----- SUPPLIED MATERIAL

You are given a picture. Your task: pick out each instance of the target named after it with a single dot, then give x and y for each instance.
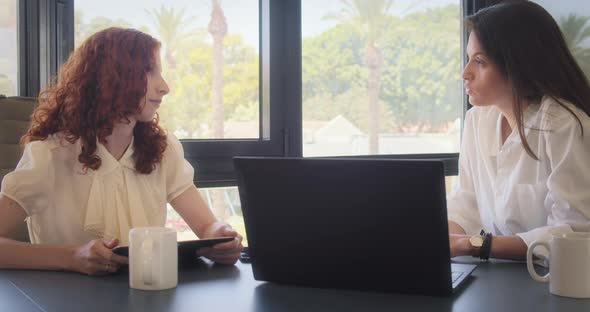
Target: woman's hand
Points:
(224, 253)
(460, 245)
(97, 258)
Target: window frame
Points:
(45, 23)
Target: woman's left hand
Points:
(459, 244)
(224, 253)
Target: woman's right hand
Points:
(97, 258)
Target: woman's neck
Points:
(508, 118)
(119, 140)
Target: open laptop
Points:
(366, 224)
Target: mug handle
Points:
(529, 263)
(147, 247)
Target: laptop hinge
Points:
(286, 142)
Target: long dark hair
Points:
(525, 43)
(101, 83)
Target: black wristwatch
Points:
(482, 245)
(486, 247)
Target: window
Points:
(9, 51)
(381, 79)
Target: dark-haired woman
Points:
(524, 169)
(96, 163)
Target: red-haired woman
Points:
(96, 163)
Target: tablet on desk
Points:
(185, 248)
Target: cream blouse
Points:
(66, 205)
(504, 191)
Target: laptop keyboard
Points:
(455, 276)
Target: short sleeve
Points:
(179, 172)
(31, 183)
(462, 203)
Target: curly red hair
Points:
(102, 83)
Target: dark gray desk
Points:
(495, 286)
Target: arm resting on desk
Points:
(20, 255)
(503, 247)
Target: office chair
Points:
(15, 114)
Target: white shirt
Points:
(66, 205)
(502, 190)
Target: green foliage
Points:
(420, 84)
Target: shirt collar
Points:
(109, 163)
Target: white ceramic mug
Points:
(153, 258)
(569, 264)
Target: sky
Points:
(241, 15)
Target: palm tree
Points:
(171, 27)
(217, 29)
(370, 18)
(576, 32)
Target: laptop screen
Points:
(374, 224)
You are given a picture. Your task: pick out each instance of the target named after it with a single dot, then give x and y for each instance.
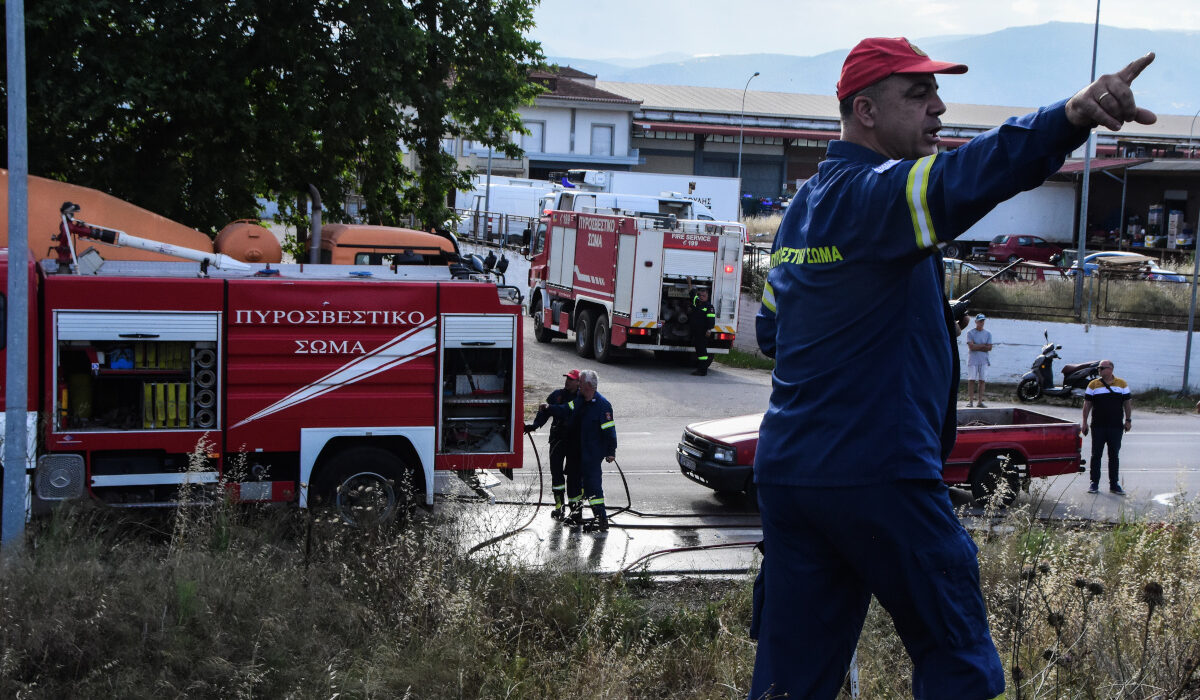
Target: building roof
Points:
(766, 107)
(567, 83)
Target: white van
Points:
(501, 211)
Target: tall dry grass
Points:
(225, 602)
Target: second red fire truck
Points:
(622, 281)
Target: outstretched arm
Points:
(1109, 101)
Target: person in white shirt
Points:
(978, 346)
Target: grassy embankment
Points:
(238, 603)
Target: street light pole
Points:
(742, 123)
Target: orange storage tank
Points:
(249, 241)
(351, 244)
(46, 197)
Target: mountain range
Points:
(1021, 66)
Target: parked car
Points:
(994, 446)
(1031, 247)
(1140, 265)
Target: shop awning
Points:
(1075, 167)
(756, 131)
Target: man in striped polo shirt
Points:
(1110, 406)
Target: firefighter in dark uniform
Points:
(849, 470)
(701, 319)
(591, 414)
(561, 444)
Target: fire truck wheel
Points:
(601, 340)
(583, 334)
(366, 486)
(987, 477)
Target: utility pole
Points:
(16, 435)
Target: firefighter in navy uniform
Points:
(856, 282)
(701, 319)
(591, 416)
(561, 444)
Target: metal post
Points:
(1192, 316)
(742, 123)
(1087, 181)
(487, 197)
(1192, 147)
(12, 518)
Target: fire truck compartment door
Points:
(685, 263)
(154, 325)
(627, 250)
(479, 330)
(726, 291)
(562, 256)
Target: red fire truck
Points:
(348, 384)
(622, 281)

----------

* [WORK INSTRUCTIONS]
Reproduce every line of the material precisely, omitting its pictures.

* [ANSWER TO THE EXERCISE]
You are given a picture. Your task: pick out each instance of the target named after it with a single dot, then give x and y for each instance.
Target: woman's hand
Points:
(224, 253)
(460, 245)
(97, 258)
Target: window frame
Points:
(45, 23)
Target: woman's left hand
Points:
(459, 244)
(224, 253)
Target: woman's right hand
Points:
(97, 258)
Target: woman's neck
Points:
(508, 118)
(119, 140)
Target: open laptop
Points:
(366, 224)
Target: mug handle
Points:
(529, 263)
(147, 247)
Target: laptop hinge
Points:
(286, 142)
Target: long dark hair
Points:
(525, 43)
(101, 83)
Target: black wristwatch
Points:
(482, 245)
(486, 247)
Target: window
Points:
(9, 51)
(381, 79)
Target: dark-haired woman
Points:
(524, 169)
(96, 163)
Target: red-haired woman
Points:
(96, 163)
Target: tablet on desk
Points:
(185, 248)
Target: cream blouse
Points:
(66, 205)
(504, 191)
Target: laptop keyboard
Points:
(455, 276)
Target: short sleeve
Points:
(179, 172)
(31, 183)
(462, 203)
Target: curly red hair
Points:
(102, 83)
Target: dark gray desk
Points:
(495, 286)
Target: arm resting on desk
Points:
(20, 255)
(503, 247)
Target: office chair
Points:
(15, 114)
Target: white shirt
Points:
(66, 205)
(502, 190)
Target: green foliage
Points:
(420, 84)
Target: shirt collar
Points:
(109, 163)
Target: white ceramic mug
Points:
(153, 258)
(569, 264)
Target: sky
Points:
(241, 15)
Target: palm tree
Points:
(171, 27)
(217, 29)
(370, 18)
(576, 32)
Target: laptop screen
Points:
(374, 224)
You are given a picture. Your task: pick out each instance of the target named after it with a single dot, then give x and y for each instance.
Target: building roof
Points:
(766, 107)
(567, 83)
Target: white van
Points:
(501, 211)
Target: tall dry grass
Points:
(225, 602)
Target: second red fire truck
Points:
(622, 281)
Target: outstretched arm
Points:
(1109, 101)
Target: person in white shirt
Points:
(978, 346)
Target: grassy embankment
Points:
(238, 603)
Target: street light pole
Points:
(742, 123)
Target: orange storage tank
Points:
(249, 241)
(351, 244)
(46, 197)
Target: mountain range
Points:
(1021, 66)
Target: parked car
Points:
(994, 446)
(1031, 247)
(1140, 265)
Target: shop awning
Points:
(1075, 167)
(756, 131)
Target: man in striped polo shirt
Points:
(1110, 406)
Target: firefighter in dark uniform
Points:
(849, 470)
(701, 319)
(591, 414)
(561, 444)
Target: fire truck wheel
Points:
(601, 340)
(583, 334)
(366, 486)
(987, 477)
Target: utility pole
Points:
(16, 435)
Target: firefighter in navy uniform
Points:
(856, 282)
(701, 319)
(591, 416)
(561, 444)
Target: metal post
Points:
(1192, 316)
(742, 123)
(1087, 181)
(487, 197)
(1192, 147)
(12, 518)
Target: fire truck compartment door
Points:
(685, 263)
(154, 325)
(627, 250)
(479, 330)
(726, 291)
(562, 256)
Target: red fire truck
Points:
(348, 384)
(622, 281)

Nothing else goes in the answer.